- EXERCISE PROMPT -
Please write out the part of the rows below that opens with the line containing "For every instance of the coastline" and closes with the line containing "x=122 y=324", swapping "coastline" for "shoreline" and leaving all else unchanged.

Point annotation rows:

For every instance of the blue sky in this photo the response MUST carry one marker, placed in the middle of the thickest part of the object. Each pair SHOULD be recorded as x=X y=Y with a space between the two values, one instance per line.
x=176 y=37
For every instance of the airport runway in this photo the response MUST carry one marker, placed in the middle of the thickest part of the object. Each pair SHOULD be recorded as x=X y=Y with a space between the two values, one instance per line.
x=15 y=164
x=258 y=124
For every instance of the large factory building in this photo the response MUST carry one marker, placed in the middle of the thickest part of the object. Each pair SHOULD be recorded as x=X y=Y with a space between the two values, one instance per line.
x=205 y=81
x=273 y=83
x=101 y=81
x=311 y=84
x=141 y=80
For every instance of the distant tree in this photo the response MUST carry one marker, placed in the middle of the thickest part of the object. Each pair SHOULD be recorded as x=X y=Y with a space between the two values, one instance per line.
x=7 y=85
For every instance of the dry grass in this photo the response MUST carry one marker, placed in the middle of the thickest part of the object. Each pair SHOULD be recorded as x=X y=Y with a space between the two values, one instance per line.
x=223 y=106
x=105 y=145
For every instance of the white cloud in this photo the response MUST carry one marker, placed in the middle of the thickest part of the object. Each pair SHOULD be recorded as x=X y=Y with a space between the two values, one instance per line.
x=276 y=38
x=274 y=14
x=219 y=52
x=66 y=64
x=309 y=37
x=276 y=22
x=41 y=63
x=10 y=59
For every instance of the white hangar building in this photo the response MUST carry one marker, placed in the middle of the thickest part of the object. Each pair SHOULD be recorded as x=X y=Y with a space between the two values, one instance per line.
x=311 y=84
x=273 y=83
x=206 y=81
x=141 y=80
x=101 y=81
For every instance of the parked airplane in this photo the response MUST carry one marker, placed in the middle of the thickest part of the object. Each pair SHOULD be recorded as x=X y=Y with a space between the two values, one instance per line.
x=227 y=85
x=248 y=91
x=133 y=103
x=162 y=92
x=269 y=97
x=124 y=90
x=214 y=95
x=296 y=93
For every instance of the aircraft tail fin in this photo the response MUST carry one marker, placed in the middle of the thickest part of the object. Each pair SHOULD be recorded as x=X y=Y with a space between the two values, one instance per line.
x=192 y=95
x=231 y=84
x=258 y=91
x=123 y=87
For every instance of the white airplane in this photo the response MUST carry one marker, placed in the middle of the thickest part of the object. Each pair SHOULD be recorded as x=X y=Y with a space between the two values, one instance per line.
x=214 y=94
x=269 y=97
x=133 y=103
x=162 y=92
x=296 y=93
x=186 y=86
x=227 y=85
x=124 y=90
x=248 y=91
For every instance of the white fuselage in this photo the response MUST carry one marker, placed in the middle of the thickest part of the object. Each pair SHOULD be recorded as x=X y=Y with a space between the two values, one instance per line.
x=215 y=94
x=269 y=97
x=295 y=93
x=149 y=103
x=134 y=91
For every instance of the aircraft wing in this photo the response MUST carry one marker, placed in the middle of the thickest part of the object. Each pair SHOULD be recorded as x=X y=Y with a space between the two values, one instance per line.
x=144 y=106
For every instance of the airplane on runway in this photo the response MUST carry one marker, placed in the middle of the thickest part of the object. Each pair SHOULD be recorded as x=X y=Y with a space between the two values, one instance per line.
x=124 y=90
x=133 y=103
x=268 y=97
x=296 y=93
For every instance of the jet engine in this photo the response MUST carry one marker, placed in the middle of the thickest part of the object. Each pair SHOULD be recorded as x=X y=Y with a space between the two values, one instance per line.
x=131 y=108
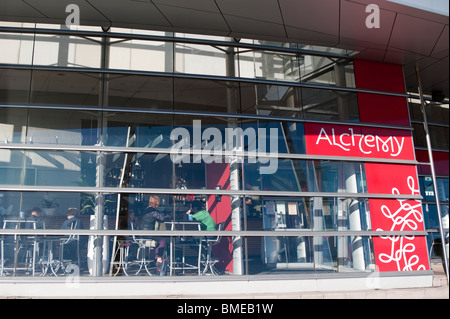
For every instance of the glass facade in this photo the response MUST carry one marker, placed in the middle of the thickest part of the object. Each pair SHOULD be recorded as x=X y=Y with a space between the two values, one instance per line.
x=113 y=150
x=438 y=125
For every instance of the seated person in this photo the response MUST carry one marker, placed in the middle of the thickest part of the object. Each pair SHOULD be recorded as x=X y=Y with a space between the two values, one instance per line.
x=35 y=219
x=202 y=216
x=154 y=220
x=72 y=222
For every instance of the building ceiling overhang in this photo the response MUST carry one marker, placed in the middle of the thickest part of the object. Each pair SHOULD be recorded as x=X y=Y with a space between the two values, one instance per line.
x=406 y=35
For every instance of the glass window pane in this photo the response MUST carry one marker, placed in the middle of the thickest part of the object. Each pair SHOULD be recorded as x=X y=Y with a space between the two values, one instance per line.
x=58 y=168
x=419 y=135
x=322 y=70
x=204 y=59
x=155 y=56
x=206 y=95
x=11 y=164
x=14 y=86
x=65 y=88
x=139 y=91
x=17 y=48
x=268 y=65
x=137 y=130
x=329 y=105
x=270 y=100
x=67 y=51
x=138 y=170
x=13 y=123
x=439 y=136
x=70 y=127
x=280 y=137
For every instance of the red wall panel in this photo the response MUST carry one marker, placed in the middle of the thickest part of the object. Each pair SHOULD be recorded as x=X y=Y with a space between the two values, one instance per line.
x=396 y=253
x=356 y=141
x=441 y=162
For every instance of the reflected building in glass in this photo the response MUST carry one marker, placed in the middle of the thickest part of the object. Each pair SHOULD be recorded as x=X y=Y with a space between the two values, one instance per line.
x=88 y=121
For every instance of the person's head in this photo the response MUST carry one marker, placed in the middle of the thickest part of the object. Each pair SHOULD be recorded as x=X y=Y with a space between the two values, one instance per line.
x=35 y=211
x=153 y=201
x=196 y=206
x=72 y=212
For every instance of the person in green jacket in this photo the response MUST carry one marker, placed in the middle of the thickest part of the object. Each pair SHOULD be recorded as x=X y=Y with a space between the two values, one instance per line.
x=202 y=216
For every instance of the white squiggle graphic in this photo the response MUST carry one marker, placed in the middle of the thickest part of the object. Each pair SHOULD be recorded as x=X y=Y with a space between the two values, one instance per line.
x=406 y=217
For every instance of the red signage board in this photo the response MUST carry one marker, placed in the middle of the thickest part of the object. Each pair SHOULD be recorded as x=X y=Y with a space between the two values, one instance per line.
x=396 y=253
x=356 y=141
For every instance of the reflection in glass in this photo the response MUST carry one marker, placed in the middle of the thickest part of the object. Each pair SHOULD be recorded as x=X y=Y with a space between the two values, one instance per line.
x=14 y=86
x=327 y=71
x=13 y=124
x=65 y=88
x=206 y=95
x=319 y=104
x=17 y=48
x=269 y=65
x=67 y=51
x=156 y=56
x=67 y=127
x=137 y=130
x=271 y=100
x=138 y=91
x=204 y=59
x=138 y=170
x=306 y=176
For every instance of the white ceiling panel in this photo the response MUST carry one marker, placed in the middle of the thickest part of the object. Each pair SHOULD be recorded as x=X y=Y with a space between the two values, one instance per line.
x=315 y=15
x=353 y=27
x=311 y=37
x=406 y=34
x=202 y=5
x=194 y=19
x=128 y=10
x=14 y=8
x=415 y=34
x=268 y=10
x=248 y=26
x=57 y=9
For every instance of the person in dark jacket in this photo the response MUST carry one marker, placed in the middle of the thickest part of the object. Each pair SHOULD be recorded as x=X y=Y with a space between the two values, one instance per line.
x=154 y=220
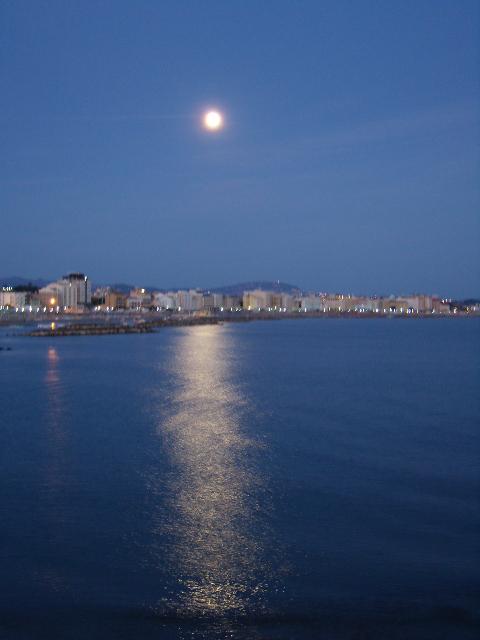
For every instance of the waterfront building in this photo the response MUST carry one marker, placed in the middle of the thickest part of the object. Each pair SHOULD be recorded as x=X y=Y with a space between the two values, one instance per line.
x=163 y=300
x=139 y=299
x=214 y=301
x=257 y=300
x=72 y=293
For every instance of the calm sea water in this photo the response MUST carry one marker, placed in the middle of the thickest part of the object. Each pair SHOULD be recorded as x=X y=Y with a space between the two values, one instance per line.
x=293 y=479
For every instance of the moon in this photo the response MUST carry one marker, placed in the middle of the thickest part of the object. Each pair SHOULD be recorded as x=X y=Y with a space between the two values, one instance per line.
x=213 y=120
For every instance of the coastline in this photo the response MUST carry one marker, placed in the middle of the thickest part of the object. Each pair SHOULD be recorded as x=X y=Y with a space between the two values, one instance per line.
x=122 y=324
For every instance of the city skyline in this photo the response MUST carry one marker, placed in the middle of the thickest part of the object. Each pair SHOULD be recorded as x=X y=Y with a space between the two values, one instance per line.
x=336 y=165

- THE RESULT -
For every instance of the shoreline in this photo the response MUST carry one marker, placed in the middle of the thickest part of the object. Each pair SHOULD be recorded as x=X y=Y with a space between the two values, one instance per line.
x=122 y=324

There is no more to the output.